* [Aufgabenstellung]
Gib aus dem Text zum Disclaimer den Teil wortgetreu wieder, der mit den Worten „1.7. Disclaimer“ beginnt und mit „(points 2 and 7).“ endet.

* [Gegebener Textauszug]

1.7. Disclaimer
Übersicht
T 1218/14 × View decision
The requirement in G 1/03 that an accidental novelty-destroying disclosure has to be completely irrelevant for assessing inventive step is to be understood not as an alternative, or additional criterion, but as a consequence of the criterion that, from a technical point of view, said disclosure is so unrelated and remote that the person skilled in the art would never have taken it into consideration when making or working on the invention (points 2 and 7).
In T 1525/15 betraf der Einwand des Beschwerdeführers ein negatives Merkmal (d. h. einen Disclaimer) in den beiden unabhängigen Ansprüchen ("von mikrogeprägtem Aussehen frei"). Die Kammer merkte an, dass dieses Merkmal in der ursprünglichen Anmeldung nicht wortwörtlich offenbart war. Das Merkmal war im Erteilungsverfahren hinzugefügt worden, um Neuheit gegenüber D1 zu begründen, das Stand der Technik nach Art. 54 (3) EPÜ bildete. Die Kammer betonte, dass eine solche Änderung zulässig ist, wenn das negative Merkmal als solches implizit in der ursprünglichen Anmeldung offenbart war oder wenn der Disclaimer in der ursprünglichen Anmeldung nicht offenbart war, aber den in der Entscheidung G 1/03 (ABl. 2004, 413) der Großen Beschwerdekammer formulierten Erfordernissen entspricht. Im vorliegenden Fall kam die Kammer zu dem Schluss, dass das negative Merkmal implizit, aber dennoch unmittelbar und eindeutig in der ursprünglichen Anmeldung offenbart war. Im Übrigen stellte die Kammer auch fest, dass der relevante Test für die Beurteilung von Änderungen der sogenannte "Goldstandard"-Test ist (s. G 2/10, ABl. 2012, 376); der in den Anfangszeiten der Beschwerdekammern manchmal angewendete "Neuheitstest" wird nicht mehr benutzt (s. Rechtsprechung der Beschwerdekammern, 9. Aufl. 2019, II.E.1.3.7). Da das negative Merkmal als solches in der ursprünglichen Anmeldung offenbart war, musste nicht geprüft werden, ob die in der Entscheidung G 1/03 festgelegten (und in G 1/16, ABl. 2018, A70 bestätigten) Bedingungen erfüllt waren.

* [Vorliegende Daten]
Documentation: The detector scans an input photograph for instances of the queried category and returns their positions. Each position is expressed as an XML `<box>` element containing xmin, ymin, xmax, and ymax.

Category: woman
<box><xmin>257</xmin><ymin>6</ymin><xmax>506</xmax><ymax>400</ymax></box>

* [Ausgearbeitete Lösung]
1.7. Disclaimer
Übersicht
T 1218/14 × View decision
The requirement in G 1/03 that an accidental novelty-destroying disclosure has to be completely irrelevant for assessing inventive step is to be understood not as an alternative, or additional criterion, but as a consequence of the criterion that, from a technical point of view, said disclosure is so unrelated and remote that the person skilled in the art would never have taken it into consideration when making or working on the invention (points 2 and 7).